▶ [SET PROBLEM]: Update the stretch from the line containing "Question. Indicate each instance of the hallway" through the end of the entries by changing "electrical outlet" to "power socket", and write those lines out again with everything else left as it is.

▶ [Stored dataset items]:

'''

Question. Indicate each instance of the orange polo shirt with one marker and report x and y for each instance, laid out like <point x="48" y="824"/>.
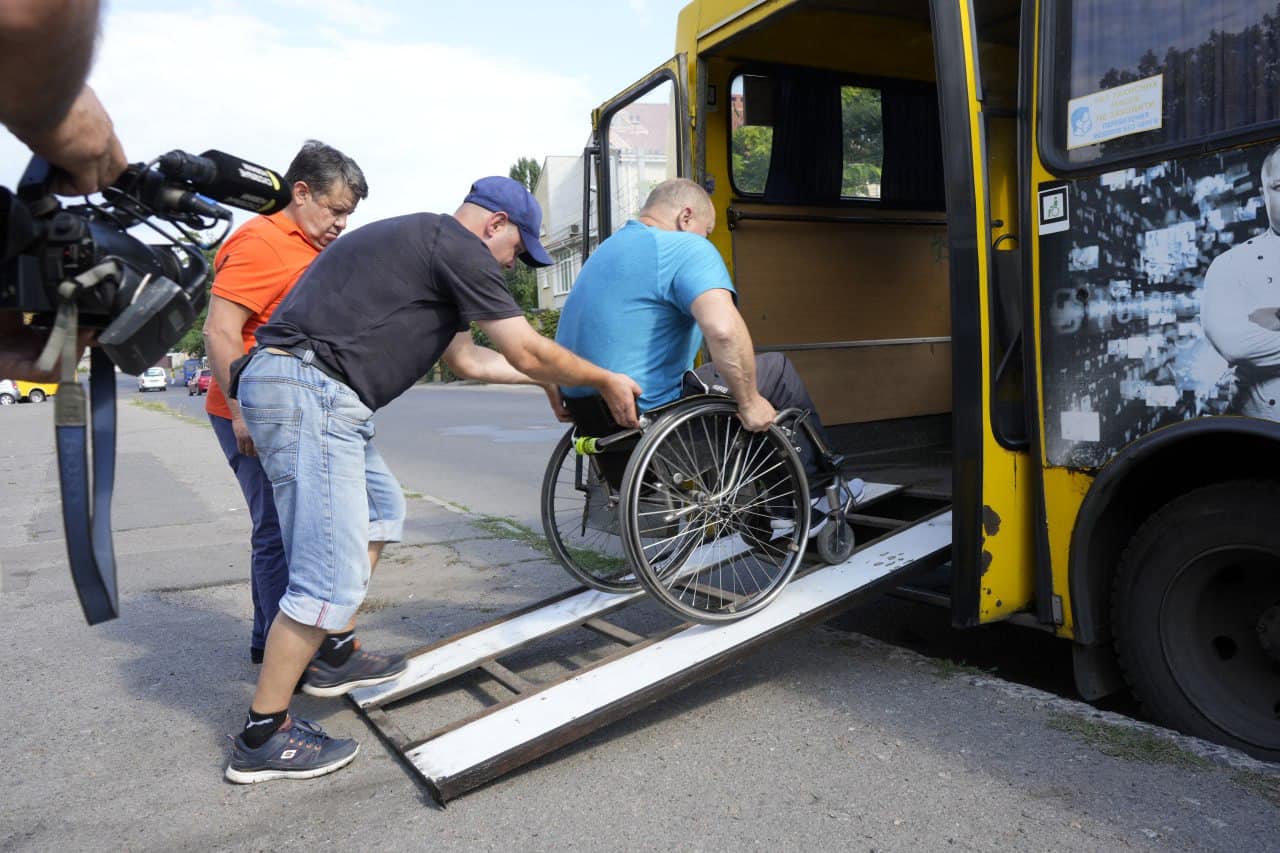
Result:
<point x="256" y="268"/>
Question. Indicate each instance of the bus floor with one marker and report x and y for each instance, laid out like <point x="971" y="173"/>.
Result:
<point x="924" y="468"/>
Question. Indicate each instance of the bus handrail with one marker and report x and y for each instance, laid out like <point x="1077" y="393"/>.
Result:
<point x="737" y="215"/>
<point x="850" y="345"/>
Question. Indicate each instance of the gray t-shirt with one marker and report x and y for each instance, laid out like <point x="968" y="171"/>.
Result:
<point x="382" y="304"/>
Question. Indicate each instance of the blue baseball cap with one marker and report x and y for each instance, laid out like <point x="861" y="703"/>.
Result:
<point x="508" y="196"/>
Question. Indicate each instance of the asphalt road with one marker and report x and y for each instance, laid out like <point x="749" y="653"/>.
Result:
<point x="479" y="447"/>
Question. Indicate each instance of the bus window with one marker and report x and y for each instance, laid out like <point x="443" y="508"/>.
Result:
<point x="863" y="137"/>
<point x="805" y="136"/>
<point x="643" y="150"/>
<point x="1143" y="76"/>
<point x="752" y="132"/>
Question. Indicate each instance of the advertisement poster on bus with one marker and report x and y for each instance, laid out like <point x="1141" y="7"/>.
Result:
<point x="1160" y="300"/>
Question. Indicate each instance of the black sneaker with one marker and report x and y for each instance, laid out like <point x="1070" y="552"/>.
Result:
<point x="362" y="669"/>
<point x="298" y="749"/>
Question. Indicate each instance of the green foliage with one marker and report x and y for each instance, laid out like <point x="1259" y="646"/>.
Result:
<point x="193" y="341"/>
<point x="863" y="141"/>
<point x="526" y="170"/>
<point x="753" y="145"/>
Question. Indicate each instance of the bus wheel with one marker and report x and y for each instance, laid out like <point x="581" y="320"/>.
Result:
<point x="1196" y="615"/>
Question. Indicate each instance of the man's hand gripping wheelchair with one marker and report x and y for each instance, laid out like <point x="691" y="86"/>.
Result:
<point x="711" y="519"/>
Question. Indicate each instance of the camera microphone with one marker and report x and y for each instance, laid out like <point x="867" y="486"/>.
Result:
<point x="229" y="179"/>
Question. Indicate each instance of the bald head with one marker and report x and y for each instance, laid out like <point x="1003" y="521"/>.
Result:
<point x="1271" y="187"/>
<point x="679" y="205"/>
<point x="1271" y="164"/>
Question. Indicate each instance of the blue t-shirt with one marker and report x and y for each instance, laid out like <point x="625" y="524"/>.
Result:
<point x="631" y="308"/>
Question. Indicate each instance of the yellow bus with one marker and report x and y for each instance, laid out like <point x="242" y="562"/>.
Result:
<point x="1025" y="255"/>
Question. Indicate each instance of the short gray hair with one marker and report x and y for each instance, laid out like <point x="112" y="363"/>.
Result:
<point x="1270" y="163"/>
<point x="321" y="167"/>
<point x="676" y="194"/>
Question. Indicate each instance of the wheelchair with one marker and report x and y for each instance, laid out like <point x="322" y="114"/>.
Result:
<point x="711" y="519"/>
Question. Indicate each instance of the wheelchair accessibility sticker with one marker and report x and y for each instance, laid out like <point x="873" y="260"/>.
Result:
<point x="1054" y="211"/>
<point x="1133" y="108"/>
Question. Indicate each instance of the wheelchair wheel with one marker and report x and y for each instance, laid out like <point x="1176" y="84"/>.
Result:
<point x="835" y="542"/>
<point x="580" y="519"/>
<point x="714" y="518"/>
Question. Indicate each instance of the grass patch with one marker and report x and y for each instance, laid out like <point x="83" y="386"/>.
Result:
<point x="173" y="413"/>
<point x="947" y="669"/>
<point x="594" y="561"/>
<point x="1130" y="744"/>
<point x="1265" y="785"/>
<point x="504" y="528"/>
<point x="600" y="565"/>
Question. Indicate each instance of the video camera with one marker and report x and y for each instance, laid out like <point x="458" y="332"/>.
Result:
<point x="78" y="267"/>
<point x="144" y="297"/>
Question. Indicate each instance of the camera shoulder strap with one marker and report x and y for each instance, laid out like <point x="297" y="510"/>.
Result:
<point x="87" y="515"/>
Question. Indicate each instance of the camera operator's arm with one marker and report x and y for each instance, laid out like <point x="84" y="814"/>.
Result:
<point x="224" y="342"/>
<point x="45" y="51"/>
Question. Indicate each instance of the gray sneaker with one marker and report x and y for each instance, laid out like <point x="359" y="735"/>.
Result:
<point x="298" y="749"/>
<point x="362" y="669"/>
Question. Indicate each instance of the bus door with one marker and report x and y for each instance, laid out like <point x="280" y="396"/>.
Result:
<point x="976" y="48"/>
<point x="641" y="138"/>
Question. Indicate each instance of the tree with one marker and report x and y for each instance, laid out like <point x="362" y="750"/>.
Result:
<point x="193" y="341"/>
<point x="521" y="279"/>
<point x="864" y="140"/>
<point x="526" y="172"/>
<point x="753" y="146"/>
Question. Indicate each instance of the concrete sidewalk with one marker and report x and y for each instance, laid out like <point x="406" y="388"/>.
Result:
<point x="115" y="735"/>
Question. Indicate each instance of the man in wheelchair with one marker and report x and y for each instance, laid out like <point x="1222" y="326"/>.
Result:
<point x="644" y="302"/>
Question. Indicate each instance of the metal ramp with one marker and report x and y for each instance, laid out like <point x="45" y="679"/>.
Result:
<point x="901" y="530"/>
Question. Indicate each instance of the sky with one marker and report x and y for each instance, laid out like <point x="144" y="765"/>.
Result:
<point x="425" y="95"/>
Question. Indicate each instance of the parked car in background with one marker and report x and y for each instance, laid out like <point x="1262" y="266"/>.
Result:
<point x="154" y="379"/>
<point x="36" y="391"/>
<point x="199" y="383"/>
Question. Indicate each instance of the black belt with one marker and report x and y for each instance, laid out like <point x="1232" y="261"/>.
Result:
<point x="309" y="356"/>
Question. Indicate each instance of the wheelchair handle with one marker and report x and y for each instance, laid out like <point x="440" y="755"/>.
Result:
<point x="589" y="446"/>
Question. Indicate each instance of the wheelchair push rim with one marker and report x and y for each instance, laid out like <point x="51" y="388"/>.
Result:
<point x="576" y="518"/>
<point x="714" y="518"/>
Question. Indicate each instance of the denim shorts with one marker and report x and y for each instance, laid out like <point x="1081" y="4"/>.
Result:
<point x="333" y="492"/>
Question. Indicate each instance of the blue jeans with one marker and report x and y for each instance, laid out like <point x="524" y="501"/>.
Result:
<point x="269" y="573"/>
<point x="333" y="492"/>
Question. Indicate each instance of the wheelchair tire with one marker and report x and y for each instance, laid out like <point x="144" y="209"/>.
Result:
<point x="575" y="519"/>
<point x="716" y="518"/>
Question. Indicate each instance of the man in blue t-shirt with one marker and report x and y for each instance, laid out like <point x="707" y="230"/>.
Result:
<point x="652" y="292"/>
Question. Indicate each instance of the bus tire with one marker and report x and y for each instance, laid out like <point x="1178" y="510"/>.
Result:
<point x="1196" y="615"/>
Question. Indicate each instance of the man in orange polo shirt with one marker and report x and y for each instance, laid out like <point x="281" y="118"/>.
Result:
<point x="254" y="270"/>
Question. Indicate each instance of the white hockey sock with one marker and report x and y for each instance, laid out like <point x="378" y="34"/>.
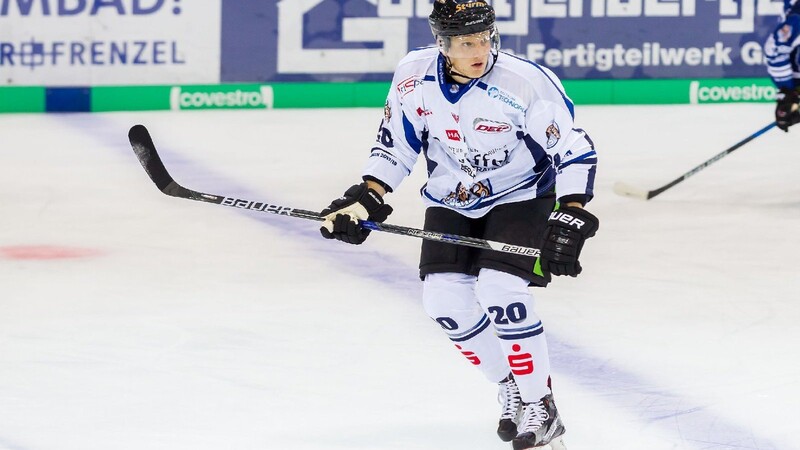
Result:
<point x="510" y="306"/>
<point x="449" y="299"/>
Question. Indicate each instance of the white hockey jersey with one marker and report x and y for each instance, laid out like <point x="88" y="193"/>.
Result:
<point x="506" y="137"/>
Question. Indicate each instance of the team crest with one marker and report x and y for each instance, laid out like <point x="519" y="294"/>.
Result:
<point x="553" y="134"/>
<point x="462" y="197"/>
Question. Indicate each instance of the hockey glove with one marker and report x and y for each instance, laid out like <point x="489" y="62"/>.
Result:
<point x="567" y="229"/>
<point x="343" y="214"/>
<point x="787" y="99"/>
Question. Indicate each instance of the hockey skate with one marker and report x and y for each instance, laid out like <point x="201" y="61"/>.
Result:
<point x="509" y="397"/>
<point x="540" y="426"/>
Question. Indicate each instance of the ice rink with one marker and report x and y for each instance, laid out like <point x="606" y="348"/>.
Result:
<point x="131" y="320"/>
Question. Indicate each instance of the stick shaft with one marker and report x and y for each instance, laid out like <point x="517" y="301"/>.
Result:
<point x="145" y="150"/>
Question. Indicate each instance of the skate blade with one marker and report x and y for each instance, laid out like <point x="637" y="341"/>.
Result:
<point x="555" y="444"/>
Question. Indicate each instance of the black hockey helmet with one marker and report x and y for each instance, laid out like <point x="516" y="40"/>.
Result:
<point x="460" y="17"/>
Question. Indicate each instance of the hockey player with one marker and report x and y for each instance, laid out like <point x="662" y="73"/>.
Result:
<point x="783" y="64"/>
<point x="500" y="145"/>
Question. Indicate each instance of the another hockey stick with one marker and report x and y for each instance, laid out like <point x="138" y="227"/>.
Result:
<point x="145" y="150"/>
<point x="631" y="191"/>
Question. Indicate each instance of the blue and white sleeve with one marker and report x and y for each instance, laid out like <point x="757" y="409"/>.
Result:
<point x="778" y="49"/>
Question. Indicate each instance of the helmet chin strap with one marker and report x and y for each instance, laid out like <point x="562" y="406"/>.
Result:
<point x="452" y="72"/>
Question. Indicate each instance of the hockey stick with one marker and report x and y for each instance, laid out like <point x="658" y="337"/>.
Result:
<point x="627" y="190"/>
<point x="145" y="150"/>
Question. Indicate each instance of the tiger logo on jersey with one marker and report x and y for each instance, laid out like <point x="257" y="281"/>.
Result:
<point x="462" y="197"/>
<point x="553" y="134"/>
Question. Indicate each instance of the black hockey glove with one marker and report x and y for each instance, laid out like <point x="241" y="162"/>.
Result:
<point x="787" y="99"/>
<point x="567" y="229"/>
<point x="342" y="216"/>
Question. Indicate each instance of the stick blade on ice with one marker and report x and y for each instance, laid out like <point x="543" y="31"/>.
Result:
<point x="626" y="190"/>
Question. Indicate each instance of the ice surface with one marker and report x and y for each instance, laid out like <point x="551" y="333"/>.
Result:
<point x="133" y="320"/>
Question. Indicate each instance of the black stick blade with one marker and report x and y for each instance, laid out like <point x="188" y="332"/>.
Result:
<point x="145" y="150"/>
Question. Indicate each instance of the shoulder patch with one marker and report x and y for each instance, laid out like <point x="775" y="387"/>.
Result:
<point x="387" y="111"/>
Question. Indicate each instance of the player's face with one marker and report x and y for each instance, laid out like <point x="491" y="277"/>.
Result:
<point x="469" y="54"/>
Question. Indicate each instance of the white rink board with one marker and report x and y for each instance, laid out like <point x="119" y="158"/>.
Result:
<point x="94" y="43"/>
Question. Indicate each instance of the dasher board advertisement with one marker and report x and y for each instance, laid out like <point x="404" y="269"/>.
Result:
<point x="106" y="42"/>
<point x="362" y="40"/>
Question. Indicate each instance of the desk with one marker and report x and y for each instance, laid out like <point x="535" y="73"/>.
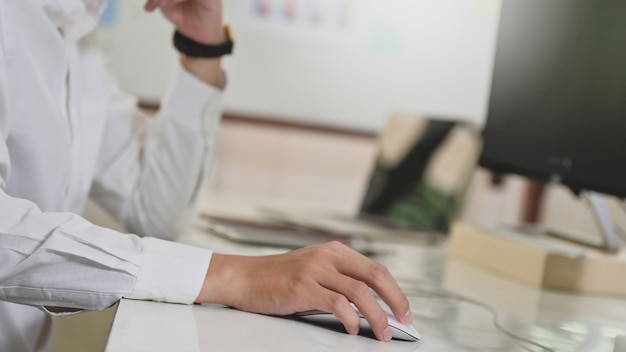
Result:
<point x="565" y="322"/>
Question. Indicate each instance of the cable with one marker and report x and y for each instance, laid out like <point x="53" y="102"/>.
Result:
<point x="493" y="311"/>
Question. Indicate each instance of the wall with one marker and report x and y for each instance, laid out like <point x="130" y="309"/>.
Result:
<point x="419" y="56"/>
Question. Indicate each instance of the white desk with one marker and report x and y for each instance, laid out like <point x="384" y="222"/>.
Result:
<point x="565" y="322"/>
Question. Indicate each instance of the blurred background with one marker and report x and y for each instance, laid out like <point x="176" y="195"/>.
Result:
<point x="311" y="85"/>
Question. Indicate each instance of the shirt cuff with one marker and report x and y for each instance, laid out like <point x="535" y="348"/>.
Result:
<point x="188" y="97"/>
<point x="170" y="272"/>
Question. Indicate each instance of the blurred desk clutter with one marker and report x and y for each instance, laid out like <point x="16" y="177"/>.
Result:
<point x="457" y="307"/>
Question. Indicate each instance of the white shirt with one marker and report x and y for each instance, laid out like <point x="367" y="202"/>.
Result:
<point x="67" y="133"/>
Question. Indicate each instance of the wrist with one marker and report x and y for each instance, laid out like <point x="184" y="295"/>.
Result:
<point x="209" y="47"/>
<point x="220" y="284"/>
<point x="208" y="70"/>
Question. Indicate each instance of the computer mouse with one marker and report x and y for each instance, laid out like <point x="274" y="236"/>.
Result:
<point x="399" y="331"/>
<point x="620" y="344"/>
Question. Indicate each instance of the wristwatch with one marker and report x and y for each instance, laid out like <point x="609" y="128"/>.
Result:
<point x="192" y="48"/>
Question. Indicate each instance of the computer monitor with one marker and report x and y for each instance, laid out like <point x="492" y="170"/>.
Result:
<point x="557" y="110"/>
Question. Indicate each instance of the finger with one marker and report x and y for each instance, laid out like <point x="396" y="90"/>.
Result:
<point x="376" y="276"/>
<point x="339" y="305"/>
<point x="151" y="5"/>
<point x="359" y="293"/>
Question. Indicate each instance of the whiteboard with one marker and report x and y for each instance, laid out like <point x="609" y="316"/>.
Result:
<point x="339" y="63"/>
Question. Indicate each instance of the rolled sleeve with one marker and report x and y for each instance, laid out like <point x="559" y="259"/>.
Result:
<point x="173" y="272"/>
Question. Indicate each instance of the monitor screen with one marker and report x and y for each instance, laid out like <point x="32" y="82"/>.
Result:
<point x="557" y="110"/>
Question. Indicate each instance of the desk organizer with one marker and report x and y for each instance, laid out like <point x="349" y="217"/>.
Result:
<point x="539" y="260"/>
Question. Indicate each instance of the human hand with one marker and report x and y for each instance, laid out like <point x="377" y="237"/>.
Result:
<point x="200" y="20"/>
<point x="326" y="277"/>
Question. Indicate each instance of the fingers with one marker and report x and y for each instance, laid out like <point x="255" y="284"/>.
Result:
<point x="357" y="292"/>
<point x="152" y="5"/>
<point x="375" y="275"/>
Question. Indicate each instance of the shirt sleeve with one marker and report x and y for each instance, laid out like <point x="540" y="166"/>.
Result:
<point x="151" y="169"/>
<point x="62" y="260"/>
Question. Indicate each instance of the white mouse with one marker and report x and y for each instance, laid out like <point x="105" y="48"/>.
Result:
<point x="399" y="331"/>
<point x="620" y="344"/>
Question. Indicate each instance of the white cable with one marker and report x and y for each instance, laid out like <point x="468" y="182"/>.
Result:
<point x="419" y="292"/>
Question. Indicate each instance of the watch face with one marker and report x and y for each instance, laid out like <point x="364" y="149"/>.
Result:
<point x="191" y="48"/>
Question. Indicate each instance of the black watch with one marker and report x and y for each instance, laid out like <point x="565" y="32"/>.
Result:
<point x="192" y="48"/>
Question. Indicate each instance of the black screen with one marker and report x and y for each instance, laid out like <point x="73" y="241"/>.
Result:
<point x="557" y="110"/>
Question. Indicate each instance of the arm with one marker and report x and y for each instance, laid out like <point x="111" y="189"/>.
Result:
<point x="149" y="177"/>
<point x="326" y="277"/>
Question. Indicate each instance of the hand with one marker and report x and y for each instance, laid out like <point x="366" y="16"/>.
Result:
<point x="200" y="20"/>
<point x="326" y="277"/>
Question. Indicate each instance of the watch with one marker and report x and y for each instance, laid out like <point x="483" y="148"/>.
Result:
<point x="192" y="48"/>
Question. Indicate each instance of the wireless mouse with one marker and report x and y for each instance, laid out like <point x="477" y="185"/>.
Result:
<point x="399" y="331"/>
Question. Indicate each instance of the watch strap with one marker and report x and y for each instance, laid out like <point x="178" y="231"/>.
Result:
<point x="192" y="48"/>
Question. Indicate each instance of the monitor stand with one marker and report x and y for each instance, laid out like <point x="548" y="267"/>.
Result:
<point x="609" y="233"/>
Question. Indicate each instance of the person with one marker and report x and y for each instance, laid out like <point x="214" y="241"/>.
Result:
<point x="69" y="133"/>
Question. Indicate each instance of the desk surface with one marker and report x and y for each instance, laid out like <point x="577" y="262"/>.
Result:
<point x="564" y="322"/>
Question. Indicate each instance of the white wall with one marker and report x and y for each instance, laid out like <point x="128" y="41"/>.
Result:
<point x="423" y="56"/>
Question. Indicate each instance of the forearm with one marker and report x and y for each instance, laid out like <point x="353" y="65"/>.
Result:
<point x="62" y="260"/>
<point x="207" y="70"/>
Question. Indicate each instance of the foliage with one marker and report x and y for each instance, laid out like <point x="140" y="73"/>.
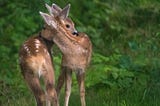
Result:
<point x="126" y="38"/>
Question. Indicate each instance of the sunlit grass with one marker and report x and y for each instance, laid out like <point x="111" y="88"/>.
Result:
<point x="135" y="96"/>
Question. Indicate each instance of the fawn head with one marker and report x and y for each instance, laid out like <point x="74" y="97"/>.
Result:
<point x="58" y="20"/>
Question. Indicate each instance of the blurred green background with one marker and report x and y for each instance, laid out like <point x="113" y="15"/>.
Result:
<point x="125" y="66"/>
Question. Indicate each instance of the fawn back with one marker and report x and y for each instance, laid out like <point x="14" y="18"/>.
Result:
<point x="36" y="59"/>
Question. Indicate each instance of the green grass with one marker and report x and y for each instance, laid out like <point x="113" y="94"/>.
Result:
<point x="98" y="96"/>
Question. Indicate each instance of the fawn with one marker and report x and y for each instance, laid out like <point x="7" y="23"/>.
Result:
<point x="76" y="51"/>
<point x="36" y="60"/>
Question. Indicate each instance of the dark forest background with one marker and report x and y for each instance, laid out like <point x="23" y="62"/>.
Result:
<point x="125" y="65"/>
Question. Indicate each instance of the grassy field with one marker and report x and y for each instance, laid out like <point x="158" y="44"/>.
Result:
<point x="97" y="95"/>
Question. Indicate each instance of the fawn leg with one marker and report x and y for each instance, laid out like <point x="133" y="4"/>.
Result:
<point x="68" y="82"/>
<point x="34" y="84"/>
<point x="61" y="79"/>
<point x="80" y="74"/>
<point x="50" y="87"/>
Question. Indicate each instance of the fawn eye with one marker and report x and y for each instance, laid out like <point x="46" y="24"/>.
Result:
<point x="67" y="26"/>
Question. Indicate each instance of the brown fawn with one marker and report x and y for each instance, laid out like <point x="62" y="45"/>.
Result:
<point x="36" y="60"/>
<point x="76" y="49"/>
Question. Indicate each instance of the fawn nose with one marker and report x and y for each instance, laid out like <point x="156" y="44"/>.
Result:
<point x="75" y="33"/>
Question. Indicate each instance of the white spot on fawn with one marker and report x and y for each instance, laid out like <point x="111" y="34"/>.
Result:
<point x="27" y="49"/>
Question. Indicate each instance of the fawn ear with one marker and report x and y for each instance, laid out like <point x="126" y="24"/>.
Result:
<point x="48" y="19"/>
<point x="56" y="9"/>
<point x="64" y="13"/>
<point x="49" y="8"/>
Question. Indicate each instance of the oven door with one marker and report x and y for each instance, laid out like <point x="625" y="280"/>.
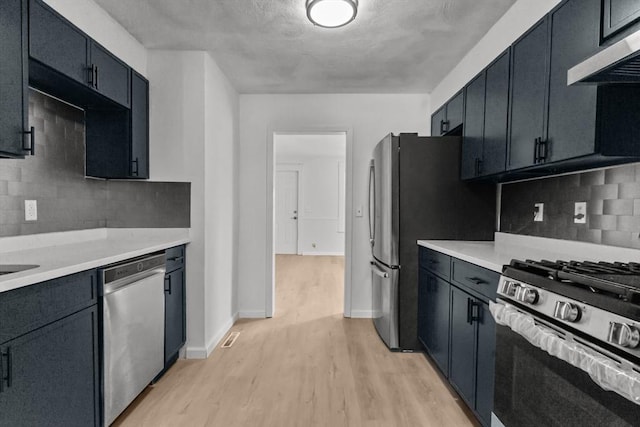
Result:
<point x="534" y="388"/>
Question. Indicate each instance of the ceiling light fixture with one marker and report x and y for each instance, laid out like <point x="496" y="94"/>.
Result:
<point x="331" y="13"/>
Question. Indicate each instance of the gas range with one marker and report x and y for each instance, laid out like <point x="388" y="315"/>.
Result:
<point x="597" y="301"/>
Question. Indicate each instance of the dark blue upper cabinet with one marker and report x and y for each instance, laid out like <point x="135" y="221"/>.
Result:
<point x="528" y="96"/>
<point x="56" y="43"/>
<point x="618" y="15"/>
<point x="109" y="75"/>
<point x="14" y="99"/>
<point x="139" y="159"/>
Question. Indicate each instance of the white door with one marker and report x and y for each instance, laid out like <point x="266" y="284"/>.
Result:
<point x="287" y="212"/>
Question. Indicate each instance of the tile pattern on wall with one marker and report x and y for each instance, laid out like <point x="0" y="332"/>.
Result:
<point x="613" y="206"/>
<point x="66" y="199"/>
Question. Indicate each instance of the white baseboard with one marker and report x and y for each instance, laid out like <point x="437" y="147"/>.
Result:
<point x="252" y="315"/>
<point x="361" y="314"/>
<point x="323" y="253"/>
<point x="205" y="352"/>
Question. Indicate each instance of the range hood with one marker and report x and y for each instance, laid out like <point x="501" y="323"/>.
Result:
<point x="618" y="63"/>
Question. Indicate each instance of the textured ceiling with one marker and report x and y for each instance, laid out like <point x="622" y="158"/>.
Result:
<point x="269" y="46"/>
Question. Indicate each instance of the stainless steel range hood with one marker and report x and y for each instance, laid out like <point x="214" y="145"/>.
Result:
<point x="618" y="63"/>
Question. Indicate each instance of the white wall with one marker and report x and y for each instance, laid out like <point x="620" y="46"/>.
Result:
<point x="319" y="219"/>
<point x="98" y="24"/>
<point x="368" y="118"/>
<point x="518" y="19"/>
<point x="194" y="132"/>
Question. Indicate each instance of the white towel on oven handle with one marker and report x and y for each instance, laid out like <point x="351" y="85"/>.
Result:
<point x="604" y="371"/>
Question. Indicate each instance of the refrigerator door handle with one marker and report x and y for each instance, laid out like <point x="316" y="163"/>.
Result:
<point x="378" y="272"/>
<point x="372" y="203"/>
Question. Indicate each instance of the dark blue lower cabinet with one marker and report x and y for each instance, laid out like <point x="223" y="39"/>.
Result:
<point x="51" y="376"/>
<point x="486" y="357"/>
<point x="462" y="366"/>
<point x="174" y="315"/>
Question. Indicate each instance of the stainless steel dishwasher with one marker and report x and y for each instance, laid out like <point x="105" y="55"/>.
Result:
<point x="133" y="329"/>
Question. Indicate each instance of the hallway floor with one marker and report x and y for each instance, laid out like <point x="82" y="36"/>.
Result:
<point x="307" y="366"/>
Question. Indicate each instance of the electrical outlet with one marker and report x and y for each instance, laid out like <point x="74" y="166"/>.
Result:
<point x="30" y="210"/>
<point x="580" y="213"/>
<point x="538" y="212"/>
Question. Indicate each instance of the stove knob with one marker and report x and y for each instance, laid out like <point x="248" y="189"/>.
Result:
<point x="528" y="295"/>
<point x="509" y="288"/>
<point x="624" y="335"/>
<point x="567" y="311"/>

'''

▶ [COMPLETE OUTPUT]:
Question. Indicate each instance of the hallway floor with one marker and report x and y for each instance, laid out like <point x="82" y="36"/>.
Result:
<point x="307" y="366"/>
Question. Indicate each instance of the power socket with one marker and report x and y for each instance, laid out like <point x="74" y="166"/>.
Result:
<point x="30" y="210"/>
<point x="580" y="213"/>
<point x="538" y="212"/>
Question. Indicate each instance of the stove knob with one marker and report x and y for each instance, laid out like <point x="248" y="189"/>.
Result:
<point x="528" y="295"/>
<point x="509" y="288"/>
<point x="624" y="335"/>
<point x="567" y="311"/>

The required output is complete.